SOURCE EXTRACT ->
The prophecy that Matthew cites as applying to Jesus of Nazareth is taken straight from the Book of Isaiah. The “Old Testament” prophet used this particular Hebrew construction just three times in all of his writings. All three instances of this phrase are found close together in the chapters 7 and 8 of that beautiful prophetic book. All of them are part of Isaiah’s oracle concerning the City of Jerusalem and the nation of Judah. Through a careful study of this phrase in its proper historical and theological context we will avoid many customary theosophical pitfalls, clumsy misinterpretations and fanciful spiritual applications that are so often part of Christian exegesis! When all three instances of the word "Immanuel” are viewed and understood as part of the same potent prophecy, the meaning of the phrase and its prophetic significance become crystal clear!

The Middle East in the Year 734 BCE

Prophet IsaiahOur joint quest for the true meaning of the enigmatic Name of “Immanuel” will take us to the epicenter of an almost ceaseless struggle between the first and only monotheistic nation on the face of the Earth and the polytheistic neighbors surrounding her on every side. The location in which the historical narrative takes place is the Middle East in the year 734 BCE. Please, turn with me to the 7th chapter of the Book of Isaiah: “When Ahaz son of Jotham, the son of Uzziah, was king of Judah, King Rezin of Aram and Pekah son of Remaliah king of Israel marched up to fight against Jerusalem, but they could not overpower it.” (Is. 7:1) – At the time of this story the people of Israel are found divided into two semi-hostile nations living side by side. The split happened right after the death of King Solomon, sometime around 931 BCE and was occasioned by the ever-increasing idolatry and apostasy among the Ten Northern Tribes of Israel.

The northern territories, occupied by the Ten Tribes of Jacob, came to be known as the Kingdom of Israel, alternatively called Ephraim, with their capital City of Samaria. Their neighbor to the South was the Kingdom of Judah, with its capital in Jerusalem. In approximately 734 BCE Israel, (the northern kingdom), and Syria, (also called Aram), formed a military alliance in defiance of the growing power of Assyria. In response to their presumptuous actions, Assyria, (located in what is now Iraq), began to strategize an approach from the east against King Rezin in Damascus (Syria) and his co-conspirator King Pekah in Samaria. Realizing that their defense position would be that much more difficult and precarious should the southern kingdom of Judah be against them in this war, they decided to launch a preemptive strike against Jerusalem and to replace King Ahaz of Judah with a puppet ruler.

Such was a true historical context of Isaiah’s verses in a nutshell. Let us continue with the text itself: “Now the house of David was told, “Aram has allied itself with Ephraim”; so the hearts of Ahaz and his people were shaken, as the trees of the forest are shaken by the wind.” (Is. 7:2) – People of Judah, called the house of David in this verse, are well aware of the murderous plans formed against them by the Ten Northern Tribes and their allies from Syria, and are shaking in their boots as a result.

(Raw records)
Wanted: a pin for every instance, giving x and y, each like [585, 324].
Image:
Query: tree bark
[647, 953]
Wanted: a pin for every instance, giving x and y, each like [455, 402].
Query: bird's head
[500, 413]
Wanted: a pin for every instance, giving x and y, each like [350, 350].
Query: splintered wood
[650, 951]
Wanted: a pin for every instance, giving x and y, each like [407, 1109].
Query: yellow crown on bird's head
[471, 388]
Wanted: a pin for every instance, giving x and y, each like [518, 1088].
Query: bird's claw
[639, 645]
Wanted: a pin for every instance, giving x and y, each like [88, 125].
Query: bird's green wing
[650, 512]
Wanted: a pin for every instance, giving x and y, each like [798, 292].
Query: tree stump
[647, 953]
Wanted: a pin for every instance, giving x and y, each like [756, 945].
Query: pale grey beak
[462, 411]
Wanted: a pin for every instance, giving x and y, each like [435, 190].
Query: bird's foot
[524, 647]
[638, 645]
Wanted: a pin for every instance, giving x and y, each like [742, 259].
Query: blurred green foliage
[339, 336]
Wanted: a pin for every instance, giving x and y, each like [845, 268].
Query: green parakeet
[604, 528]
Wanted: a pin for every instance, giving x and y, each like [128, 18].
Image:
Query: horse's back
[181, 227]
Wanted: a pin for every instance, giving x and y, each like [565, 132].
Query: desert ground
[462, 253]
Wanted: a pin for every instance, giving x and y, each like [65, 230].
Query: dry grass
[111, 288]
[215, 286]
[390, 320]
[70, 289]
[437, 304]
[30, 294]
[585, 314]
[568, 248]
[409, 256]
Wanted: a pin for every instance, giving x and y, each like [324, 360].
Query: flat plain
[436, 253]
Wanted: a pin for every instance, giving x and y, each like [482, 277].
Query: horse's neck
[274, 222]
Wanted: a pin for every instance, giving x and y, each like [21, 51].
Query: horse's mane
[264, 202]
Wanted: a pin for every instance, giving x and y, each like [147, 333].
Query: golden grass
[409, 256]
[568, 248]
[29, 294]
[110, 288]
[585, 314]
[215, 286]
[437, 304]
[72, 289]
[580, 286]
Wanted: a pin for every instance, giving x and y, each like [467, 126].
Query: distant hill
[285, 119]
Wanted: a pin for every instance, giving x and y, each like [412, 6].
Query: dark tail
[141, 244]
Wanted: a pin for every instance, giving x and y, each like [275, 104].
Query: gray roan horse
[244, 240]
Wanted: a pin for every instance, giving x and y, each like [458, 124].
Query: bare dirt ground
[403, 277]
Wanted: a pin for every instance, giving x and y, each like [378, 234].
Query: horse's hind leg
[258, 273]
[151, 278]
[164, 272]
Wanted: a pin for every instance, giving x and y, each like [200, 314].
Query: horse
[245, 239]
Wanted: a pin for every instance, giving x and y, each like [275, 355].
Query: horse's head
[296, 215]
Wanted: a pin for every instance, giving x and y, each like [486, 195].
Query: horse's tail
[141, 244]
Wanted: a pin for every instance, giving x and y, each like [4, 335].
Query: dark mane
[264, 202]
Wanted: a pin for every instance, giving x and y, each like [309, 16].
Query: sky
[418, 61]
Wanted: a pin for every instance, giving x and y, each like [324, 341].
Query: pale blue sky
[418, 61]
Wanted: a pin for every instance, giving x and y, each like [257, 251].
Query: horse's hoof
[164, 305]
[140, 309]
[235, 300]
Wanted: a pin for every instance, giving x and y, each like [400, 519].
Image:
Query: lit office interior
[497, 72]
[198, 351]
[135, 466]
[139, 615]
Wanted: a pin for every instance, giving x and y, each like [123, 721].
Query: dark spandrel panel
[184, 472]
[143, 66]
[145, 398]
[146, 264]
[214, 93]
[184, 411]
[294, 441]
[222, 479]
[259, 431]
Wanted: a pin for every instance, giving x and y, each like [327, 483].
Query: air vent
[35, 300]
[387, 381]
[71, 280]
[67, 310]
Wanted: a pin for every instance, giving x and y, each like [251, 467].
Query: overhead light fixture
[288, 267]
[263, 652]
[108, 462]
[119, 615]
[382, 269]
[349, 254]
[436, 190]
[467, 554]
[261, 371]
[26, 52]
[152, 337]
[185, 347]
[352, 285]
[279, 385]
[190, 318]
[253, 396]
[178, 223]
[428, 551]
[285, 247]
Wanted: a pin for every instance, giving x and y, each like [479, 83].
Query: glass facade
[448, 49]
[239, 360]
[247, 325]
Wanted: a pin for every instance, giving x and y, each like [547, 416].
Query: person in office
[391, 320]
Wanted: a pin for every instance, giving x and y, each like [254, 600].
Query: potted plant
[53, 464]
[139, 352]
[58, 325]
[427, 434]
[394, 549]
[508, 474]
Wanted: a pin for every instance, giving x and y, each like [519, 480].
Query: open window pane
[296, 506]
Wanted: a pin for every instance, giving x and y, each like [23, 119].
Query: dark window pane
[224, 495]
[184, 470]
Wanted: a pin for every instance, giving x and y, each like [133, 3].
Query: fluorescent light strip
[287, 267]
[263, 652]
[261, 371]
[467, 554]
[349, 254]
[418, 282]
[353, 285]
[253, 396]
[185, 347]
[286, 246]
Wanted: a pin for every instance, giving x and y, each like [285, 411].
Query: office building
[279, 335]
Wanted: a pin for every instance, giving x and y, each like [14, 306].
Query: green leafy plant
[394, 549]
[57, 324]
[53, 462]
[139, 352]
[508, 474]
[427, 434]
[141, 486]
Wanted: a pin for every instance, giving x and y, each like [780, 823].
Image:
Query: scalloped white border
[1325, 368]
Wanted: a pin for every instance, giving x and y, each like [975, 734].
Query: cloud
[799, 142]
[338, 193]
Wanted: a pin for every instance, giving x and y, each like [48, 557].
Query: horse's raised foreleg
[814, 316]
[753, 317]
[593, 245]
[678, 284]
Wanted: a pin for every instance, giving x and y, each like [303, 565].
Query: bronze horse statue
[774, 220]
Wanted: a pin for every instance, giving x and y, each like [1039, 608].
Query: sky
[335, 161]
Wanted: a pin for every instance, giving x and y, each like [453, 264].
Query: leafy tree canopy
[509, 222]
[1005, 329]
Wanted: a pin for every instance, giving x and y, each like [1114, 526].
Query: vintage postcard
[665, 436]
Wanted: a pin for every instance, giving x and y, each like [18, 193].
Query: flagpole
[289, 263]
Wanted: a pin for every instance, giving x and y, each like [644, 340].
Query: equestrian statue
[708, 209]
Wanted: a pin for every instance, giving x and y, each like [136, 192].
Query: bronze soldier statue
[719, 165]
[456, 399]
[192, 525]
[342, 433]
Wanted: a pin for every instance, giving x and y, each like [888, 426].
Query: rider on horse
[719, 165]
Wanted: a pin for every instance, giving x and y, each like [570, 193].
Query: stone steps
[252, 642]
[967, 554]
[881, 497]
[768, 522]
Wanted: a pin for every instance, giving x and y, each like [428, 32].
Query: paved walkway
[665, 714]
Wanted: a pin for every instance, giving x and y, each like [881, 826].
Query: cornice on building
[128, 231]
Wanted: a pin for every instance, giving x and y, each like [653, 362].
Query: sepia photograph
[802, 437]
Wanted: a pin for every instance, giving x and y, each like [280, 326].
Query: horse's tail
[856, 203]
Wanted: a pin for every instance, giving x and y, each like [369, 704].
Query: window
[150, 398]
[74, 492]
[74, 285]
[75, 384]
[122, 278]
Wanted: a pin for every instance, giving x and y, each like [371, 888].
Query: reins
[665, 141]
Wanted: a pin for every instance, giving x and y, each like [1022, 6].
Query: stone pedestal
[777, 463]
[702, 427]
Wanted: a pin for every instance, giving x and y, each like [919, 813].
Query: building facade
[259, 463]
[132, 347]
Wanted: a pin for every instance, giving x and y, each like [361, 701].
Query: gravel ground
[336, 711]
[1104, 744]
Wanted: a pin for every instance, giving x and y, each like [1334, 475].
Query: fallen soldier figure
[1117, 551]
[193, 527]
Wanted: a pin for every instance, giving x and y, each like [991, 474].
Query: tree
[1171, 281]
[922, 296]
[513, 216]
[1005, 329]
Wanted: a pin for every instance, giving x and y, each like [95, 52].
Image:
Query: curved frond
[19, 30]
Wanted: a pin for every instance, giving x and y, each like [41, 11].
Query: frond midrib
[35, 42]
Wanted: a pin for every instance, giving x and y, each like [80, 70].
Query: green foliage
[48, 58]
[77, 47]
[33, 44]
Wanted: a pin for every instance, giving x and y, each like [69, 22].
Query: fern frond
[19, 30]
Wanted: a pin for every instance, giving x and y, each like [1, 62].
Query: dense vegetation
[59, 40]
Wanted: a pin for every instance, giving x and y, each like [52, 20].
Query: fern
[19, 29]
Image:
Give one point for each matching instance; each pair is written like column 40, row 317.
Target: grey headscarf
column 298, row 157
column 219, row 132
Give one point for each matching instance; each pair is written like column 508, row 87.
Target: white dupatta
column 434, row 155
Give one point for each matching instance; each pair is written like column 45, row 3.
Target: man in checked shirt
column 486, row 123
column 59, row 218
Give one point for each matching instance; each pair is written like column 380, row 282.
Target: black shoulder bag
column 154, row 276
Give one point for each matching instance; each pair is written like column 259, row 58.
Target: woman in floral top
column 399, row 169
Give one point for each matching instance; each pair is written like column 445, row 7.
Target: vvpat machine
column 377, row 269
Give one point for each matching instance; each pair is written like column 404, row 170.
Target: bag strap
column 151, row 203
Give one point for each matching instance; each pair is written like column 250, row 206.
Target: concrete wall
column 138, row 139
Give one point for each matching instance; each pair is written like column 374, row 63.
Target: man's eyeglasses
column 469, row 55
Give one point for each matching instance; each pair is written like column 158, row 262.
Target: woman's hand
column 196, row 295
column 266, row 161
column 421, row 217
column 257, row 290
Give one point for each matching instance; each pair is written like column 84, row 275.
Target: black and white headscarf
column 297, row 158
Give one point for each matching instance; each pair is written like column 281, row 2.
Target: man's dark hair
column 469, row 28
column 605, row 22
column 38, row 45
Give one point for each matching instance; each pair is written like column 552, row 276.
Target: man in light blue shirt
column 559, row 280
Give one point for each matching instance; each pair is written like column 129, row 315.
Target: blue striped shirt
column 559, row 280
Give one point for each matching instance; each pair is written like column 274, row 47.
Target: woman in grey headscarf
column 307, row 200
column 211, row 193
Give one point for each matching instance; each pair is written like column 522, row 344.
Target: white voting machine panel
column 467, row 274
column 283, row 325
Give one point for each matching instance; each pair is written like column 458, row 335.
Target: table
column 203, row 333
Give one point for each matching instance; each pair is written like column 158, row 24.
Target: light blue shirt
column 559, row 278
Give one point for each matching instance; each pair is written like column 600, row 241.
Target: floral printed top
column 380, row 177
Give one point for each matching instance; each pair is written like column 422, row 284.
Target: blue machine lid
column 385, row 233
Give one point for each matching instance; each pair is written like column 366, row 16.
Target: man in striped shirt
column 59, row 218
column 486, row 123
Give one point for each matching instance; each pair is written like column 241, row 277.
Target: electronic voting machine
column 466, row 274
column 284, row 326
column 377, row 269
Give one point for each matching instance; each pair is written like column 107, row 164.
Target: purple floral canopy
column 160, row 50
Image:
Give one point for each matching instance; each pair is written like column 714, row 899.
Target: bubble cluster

YOUR TASKS ->
a) How would you render this sentence from the Immanuel article in Spanish: "Their neighbor to the South was the Kingdom of Judah, with its capital in Jerusalem."
b) According to the Immanuel article, around what year did the split between the northern and southern kingdoms happen?
c) Carry on the Immanuel article from its final sentence.
The listing has nothing to do with the Immanuel article.

ANSWERS FOR THE EXERCISE ->
a) Su vecino al sur era el Reino de Judá, con su capital en Jerusalén.

b) Sometime around 931 BCE, right after the death of King Solomon.

c)
The faithful prophet finds Judah’s king at the Upper Pool, perhaps during his inspection of the city’s water supply in anticipation of a siege. “Then the LORD said to Isaiah, “Go out, you and your son Shear-Jashub, to meet Ahaz at the end of the aqueduct of the Upper Pool, on the road to the Launderer’s Field. Say to him, ‘Be careful, keep calm and don’t be afraid. Do not lose heart because of these two smoldering stubs of firewood—because of the fierce anger of Rezin and Aram and of the son of Remaliah. Aram, Ephraim and Remaliah’s son have plotted your ruin, saying, “Let us invade Judah; let us tear it apart and divide it among ourselves, and make the son of Tabeel king over it.” (vv.3-6) – Together with his son, whose name in Hebrew means “a remnant will return,” Isaiah hastens to deliver a message of hope and salvation to the king and his people from the LORD God of Israel!

By this time the Syro-Ephraimite coalition has already devastated some of Judah’s territory. Being unwilling and unable to trust in the Holy One of Jacob, King Ahaz hastily concludes a pact of non-aggression with the powerful monarch of Assyria, placing his hope in a human power rather than in the Almighty God! Isaiah’s message is intended to lessen the fear of the Judean king and call upon people to trust in their true Deliverer: “Yet this is what the Sovereign LORD says: “‘It will not take place, it will not happen, for the head of Aram is Damascus, and the head of Damascus is only Rezin. Within sixty-five years Ephraim will be too shattered to be a people. The head of Ephraim is Samaria, and the head of Samaria is only Remaliah’s son. If you do not stand firm in your faith, you will not stand at all.’” (Is. 7:7-9) – The oracle shows that the two saber-rattling enemies of God’s Holy City of Jerusalem will not succeed in their treacherous plans, provided that the people of God stand firm in their faith. Ahaz’s stubborn refusal to walk humbly and faithfully before the God of Israel and Judah’s trust in human strength rather than in the arm of the Creator, do not bode well for the country, though!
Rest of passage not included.